▼
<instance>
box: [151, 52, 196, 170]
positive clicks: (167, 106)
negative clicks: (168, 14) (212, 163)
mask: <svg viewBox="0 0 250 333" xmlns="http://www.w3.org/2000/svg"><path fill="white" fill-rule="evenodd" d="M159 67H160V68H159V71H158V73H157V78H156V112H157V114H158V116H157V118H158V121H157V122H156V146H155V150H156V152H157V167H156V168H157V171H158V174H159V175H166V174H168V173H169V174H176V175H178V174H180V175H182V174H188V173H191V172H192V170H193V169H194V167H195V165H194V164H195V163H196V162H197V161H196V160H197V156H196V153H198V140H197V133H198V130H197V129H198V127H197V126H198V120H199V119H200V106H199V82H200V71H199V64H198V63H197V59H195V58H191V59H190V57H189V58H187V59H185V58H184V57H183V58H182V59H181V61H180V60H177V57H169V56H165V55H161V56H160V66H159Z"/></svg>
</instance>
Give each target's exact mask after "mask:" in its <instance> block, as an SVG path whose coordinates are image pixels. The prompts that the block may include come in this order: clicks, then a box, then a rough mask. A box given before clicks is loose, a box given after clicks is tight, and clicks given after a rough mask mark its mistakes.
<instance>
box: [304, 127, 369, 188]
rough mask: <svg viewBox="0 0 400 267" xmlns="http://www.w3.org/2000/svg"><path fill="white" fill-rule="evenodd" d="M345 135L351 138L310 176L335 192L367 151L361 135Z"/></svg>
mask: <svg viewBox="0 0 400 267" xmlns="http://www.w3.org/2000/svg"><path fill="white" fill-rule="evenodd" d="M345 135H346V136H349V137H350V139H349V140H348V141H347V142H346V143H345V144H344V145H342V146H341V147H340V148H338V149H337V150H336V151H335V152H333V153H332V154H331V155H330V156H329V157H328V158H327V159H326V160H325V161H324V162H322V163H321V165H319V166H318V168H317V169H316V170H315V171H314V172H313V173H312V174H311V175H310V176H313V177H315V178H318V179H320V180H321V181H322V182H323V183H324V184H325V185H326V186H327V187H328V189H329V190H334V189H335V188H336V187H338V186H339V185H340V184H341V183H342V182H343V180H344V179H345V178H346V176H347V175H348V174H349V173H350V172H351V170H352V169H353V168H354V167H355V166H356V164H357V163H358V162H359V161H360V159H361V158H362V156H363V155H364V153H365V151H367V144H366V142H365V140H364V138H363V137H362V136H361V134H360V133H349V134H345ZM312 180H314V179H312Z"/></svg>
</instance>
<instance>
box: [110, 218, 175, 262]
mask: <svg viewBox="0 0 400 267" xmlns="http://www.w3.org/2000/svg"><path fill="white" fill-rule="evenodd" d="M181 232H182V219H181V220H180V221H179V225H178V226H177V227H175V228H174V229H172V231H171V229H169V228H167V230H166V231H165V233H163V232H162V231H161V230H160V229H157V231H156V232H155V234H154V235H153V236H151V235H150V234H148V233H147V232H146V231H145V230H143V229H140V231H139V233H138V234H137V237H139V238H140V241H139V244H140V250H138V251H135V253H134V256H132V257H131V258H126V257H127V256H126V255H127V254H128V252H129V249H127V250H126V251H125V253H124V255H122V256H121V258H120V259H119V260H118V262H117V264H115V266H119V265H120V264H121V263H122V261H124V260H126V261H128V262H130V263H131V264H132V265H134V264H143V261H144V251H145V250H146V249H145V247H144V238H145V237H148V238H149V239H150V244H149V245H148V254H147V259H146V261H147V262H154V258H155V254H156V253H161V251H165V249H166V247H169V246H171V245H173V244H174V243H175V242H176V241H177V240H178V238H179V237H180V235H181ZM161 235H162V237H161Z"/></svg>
▲
WHAT IS NEEDED
Locate each line in the data above that contains the string "clicks", and copy those lines in full.

RESPONSE BOX
positive clicks: (167, 106)
negative clicks: (168, 14) (212, 163)
Give each target's exact mask after "mask:" in its <instance> block, as an SVG path whose coordinates are image pixels. The prompts that the block may include come in this order: clicks, then a box, then a rough mask. A box given before clicks is loose, a box given after clicks is tight, and clicks given after a rough mask mark its mistakes.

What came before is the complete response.